- Brief
Put the rows between the line containing "Read the prompts" and the line containing "box: [350, 543, 441, 593]", inclusive, into a numbered list, omitting any blank lines.

- Records to process
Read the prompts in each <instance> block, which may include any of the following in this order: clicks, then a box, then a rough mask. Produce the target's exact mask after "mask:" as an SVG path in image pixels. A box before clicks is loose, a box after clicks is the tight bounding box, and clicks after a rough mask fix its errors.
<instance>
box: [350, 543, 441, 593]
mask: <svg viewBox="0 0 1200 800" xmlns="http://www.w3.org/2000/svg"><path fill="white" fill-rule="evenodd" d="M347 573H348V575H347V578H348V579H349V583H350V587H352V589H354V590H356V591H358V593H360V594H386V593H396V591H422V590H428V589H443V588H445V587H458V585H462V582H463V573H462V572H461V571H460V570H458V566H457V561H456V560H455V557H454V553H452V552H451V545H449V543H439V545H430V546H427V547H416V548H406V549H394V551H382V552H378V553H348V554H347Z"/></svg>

==

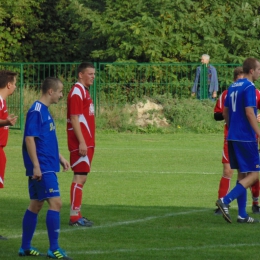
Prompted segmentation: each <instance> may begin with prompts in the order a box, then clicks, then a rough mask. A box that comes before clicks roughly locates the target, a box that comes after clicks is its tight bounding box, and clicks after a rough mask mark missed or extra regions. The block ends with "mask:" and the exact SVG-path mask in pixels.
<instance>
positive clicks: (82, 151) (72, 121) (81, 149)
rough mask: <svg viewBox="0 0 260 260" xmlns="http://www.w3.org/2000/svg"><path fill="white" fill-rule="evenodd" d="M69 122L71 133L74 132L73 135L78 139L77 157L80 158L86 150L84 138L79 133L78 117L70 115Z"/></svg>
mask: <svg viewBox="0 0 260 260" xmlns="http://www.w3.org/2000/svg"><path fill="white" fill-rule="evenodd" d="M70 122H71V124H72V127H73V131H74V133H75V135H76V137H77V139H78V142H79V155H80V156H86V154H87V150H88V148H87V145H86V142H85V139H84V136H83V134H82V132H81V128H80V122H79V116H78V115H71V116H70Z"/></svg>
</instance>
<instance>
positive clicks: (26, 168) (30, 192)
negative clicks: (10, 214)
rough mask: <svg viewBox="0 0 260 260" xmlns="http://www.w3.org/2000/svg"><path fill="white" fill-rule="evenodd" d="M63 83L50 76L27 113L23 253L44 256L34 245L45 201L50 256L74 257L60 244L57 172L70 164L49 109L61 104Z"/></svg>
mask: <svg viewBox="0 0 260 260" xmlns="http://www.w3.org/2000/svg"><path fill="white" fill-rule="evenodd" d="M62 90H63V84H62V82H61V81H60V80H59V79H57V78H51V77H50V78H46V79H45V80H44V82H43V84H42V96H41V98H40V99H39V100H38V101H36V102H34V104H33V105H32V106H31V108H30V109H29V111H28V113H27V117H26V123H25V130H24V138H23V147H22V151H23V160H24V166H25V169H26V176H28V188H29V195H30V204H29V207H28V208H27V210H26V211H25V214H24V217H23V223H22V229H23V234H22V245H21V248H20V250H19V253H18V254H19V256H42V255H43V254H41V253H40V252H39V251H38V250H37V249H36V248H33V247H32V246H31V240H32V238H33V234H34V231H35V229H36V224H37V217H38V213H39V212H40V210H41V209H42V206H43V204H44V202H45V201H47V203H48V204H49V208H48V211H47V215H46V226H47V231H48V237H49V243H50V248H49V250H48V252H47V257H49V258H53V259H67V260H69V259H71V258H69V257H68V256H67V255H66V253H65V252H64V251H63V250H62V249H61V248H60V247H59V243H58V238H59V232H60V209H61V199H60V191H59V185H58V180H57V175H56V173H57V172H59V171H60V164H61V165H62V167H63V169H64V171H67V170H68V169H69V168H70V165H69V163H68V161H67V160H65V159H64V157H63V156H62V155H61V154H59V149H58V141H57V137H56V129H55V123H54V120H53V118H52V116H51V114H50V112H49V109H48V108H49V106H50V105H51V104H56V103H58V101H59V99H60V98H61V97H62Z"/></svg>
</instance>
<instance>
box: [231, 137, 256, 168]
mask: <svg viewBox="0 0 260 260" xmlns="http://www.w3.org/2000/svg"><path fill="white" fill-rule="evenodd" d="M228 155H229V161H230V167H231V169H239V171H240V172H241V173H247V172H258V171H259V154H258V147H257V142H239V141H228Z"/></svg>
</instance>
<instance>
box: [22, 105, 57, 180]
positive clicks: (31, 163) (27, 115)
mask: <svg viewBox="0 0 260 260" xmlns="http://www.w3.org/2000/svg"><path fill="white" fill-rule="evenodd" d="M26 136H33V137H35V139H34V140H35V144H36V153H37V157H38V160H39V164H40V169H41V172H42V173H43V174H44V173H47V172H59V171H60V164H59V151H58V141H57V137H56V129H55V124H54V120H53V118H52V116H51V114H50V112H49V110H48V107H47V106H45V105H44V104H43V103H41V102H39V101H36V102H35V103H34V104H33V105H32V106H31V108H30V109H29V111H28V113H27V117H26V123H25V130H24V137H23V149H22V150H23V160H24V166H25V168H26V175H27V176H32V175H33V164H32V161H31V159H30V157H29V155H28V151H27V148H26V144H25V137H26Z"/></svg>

- Written response
1. Read the prompts in each <instance> block, which may include any of the following in this order: clicks, then a box, then a rough mask. Produce the target's exact mask after "mask:" as an SVG path in image pixels. A box before clicks is loose, a box after clicks is the tight bounding box, and clicks after a rough mask fix its errors.
2. <instance>
3. box: [350, 543, 441, 593]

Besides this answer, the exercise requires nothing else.